- Given instruction: Count the lines in the material below that contain the word "apple" and reply with that number alone.
* begin *
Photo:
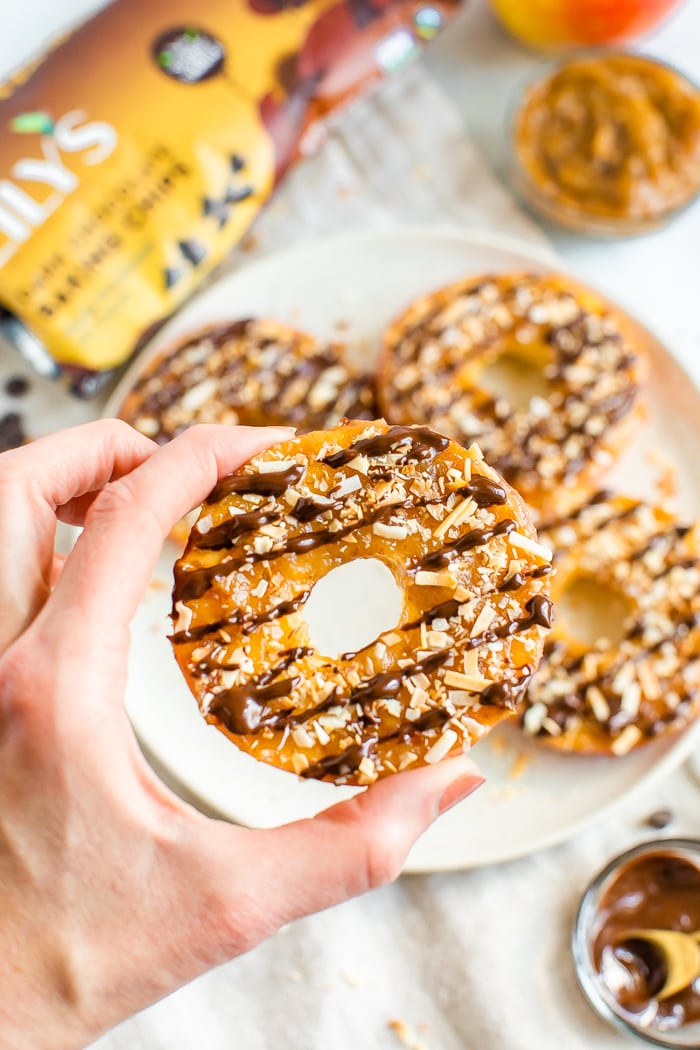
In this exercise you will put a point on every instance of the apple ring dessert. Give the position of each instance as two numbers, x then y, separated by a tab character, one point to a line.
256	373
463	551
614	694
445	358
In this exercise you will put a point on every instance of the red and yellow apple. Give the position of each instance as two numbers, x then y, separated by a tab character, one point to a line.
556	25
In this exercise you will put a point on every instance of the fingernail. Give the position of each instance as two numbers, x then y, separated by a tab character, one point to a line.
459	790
* end *
* begin *
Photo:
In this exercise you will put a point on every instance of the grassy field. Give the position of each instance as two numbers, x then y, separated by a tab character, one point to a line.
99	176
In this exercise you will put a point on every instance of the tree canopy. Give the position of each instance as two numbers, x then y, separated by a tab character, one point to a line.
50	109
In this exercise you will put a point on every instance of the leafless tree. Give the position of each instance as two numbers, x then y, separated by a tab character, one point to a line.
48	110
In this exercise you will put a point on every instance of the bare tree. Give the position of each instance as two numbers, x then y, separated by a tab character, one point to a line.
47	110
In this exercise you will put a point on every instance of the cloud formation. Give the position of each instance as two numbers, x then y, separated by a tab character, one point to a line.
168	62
* end *
- Response to the task: 2